**REQUIRED ACTION**. Copy out the whole text about the Scarborough vigil for the Quebec City mosque victims word for word.
-- PASSAGE follows --
By: Nooria Alam and Harshita Singh
On February 5th, People’s Defence, an organization based out of Markham and Eglinton, held a vigil to honour the six Muslim brothers killed at the Quebec City Islamic Centre on January 29th.
As temperatures dropped well below zero, more than 130 residents from the Scarborough neighbourhood gathered in the roundabout between 15 and 25 Cougar Court. Speeches and a moment of silence were held to remember Azzeddine Soufiane, Abdelkrim Hassane, Mamadou Tanou Barry, Ibrahima Barry, Khaled Belkacemi, and Aboubaker Thabti.
Fareeza, a resident of Scarborough, attended the vigil to share in the collective grief. “It is a loss for the community. Also as [some of the men who were killed were] fathers, the main person of the home has been lost [for their families]. We should always be protected, and watch over each other”.
Mamadou Tanou Barry and Ibrahima Barry, natives of Guinea, both worked as civil servants and were the first to be killed in the attack. Abdelkrim Hassane, originally from Algeria, also worked for the Quebec government. Aboubaker Thabti, previously a pharmaceutical technician from Tunisia, worked night shifts for six days a week in a factory. Azzeddine Soufiane, a 66 year old grocer, butcher, and long time friend to his community in Quebec City, threw himself at the gunman to protect others. Khaled Belkacemi was a professor at Université Laval, the same university the murderer attended.
These men were killed because they were Muslims, and because they were black and brown. Working for the Canadian state did not protect them from decades of anti-Muslim sentiment and the War on Terror that has been carefully cultivated in North America. Being displaced from their families and community in their homeland was not a sacrifice worthy of safety in Canada.
Those at the vigil also spoke about how it is not just Muslims who are discriminated in Canada, and how discrimination takes on forms other than outright murder. The oppression that immigrants, working class people and people of colour experience includes being forced to live in poor housing, or having to take on multiple jobs with low wages to support our families and deal with rising rent costs.
-- PASSAGE concluded --
-- DATA EXCERPTS follows --
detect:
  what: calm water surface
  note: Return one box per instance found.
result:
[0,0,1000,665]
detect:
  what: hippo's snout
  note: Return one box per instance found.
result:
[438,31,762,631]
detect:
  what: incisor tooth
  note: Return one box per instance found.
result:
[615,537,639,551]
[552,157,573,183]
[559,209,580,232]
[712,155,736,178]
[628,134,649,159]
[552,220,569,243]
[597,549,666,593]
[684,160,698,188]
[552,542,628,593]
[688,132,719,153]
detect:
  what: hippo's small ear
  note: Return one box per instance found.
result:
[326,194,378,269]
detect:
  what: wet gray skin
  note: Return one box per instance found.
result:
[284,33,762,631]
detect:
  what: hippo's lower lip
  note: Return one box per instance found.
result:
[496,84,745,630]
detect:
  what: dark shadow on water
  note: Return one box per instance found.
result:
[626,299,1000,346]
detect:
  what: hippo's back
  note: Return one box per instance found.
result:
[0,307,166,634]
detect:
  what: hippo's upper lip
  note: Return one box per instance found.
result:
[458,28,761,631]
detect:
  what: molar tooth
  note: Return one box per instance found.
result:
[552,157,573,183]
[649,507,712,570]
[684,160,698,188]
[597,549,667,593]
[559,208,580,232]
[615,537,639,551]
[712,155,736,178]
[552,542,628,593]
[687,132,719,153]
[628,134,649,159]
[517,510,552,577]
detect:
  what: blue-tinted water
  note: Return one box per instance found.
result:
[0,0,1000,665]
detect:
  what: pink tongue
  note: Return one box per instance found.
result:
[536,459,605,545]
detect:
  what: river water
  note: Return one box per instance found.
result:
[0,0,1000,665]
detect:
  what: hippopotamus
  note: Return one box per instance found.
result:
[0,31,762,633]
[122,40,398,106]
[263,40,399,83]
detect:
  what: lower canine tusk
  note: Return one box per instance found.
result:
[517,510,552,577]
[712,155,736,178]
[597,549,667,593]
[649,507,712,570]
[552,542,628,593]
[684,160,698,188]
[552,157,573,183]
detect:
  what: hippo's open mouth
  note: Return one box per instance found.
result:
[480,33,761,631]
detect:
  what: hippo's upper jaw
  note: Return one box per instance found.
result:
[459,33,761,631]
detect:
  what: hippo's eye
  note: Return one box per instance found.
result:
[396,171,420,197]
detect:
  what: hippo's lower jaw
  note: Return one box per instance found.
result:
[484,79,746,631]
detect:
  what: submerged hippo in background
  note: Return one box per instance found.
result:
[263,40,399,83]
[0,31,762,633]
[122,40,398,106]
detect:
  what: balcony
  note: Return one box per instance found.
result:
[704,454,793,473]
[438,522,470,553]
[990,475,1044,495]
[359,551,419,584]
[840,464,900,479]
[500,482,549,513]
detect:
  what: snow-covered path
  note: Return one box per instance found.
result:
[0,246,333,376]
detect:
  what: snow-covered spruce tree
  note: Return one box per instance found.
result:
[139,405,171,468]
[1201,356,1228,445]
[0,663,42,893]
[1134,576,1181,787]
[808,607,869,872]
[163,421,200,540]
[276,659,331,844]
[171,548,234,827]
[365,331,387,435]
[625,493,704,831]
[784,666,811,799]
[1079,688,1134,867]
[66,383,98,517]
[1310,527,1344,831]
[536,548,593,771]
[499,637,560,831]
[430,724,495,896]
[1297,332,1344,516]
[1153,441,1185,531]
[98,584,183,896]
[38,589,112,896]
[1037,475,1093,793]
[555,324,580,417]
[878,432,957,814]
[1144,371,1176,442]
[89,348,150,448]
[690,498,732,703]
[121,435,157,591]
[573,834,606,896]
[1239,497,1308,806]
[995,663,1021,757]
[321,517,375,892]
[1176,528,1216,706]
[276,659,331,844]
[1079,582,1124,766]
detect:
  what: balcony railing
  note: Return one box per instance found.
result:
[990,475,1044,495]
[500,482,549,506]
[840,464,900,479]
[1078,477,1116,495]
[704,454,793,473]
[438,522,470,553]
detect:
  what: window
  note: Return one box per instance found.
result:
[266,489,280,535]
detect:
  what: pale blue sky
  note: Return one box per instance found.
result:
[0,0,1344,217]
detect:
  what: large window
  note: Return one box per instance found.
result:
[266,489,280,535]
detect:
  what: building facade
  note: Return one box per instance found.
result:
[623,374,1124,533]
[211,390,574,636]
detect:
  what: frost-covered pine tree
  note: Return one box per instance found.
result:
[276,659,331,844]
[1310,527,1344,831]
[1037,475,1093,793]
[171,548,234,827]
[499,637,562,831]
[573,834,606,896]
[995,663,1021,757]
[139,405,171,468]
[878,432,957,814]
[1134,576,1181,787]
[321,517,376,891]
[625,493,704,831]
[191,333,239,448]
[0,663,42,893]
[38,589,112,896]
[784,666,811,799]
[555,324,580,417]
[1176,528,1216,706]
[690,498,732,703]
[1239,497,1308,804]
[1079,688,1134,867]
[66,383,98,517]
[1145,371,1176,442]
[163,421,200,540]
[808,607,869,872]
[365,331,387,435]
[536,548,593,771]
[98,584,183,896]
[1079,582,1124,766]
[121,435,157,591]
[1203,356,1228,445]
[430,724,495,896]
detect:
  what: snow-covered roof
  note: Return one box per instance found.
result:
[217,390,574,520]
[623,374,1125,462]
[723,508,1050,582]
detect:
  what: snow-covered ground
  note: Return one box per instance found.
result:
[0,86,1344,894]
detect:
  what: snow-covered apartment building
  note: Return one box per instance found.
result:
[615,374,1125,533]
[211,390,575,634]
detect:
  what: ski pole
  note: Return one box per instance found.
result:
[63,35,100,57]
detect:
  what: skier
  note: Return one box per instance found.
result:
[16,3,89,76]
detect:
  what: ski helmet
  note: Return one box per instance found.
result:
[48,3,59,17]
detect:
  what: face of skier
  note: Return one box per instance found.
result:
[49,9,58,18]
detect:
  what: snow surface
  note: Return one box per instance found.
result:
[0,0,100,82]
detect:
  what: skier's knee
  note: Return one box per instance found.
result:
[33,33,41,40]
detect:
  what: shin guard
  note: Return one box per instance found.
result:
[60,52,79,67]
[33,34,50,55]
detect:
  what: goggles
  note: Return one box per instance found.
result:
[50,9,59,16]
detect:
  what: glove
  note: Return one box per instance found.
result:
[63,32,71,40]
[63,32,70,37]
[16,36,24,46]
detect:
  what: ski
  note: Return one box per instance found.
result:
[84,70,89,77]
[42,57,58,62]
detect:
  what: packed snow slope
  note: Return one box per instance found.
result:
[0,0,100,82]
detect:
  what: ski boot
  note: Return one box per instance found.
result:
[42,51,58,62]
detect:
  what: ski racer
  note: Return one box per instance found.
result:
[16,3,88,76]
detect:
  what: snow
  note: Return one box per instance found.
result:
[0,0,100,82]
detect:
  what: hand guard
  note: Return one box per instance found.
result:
-- DATA EXCERPTS concluded --
**RESPONSE AREA**.
By: Nooria Alam and Harshita Singh
On February 5th, People’s Defence, an organization based out of Markham and Eglinton, held a vigil to honour the six Muslim brothers killed at the Quebec City Islamic Centre on January 29th.
As temperatures dropped well below zero, more than 130 residents from the Scarborough neighbourhood gathered in the roundabout between 15 and 25 Cougar Court. Speeches and a moment of silence were held to remember Azzeddine Soufiane, Abdelkrim Hassane, Mamadou Tanou Barry, Ibrahima Barry, Khaled Belkacemi, and Aboubaker Thabti.
Fareeza, a resident of Scarborough, attended the vigil to share in the collective grief. “It is a loss for the community. Also as [some of the men who were killed were] fathers, the main person of the home has been lost [for their families]. We should always be protected, and watch over each other”.
Mamadou Tanou Barry and Ibrahima Barry, natives of Guinea, both worked as civil servants and were the first to be killed in the attack. Abdelkrim Hassane, originally from Algeria, also worked for the Quebec government. Aboubaker Thabti, previously a pharmaceutical technician from Tunisia, worked night shifts for six days a week in a factory. Azzeddine Soufiane, a 66 year old grocer, butcher, and long time friend to his community in Quebec City, threw himself at the gunman to protect others. Khaled Belkacemi was a professor at Université Laval, the same university the murderer attended.
These men were killed because they were Muslims, and because they were black and brown. Working for the Canadian state did not protect them from decades of anti-Muslim sentiment and the War on Terror that has been carefully cultivated in North America. Being displaced from their families and community in their homeland was not a sacrifice worthy of safety in Canada.
Those at the vigil also spoke about how it is not just Muslims who are discriminated in Canada, and how discrimination takes on forms other than outright murder. The oppression that immigrants, working class people and people of colour experience includes being forced to live in poor housing, or having to take on multiple jobs with low wages to support our families and deal with rising rent costs.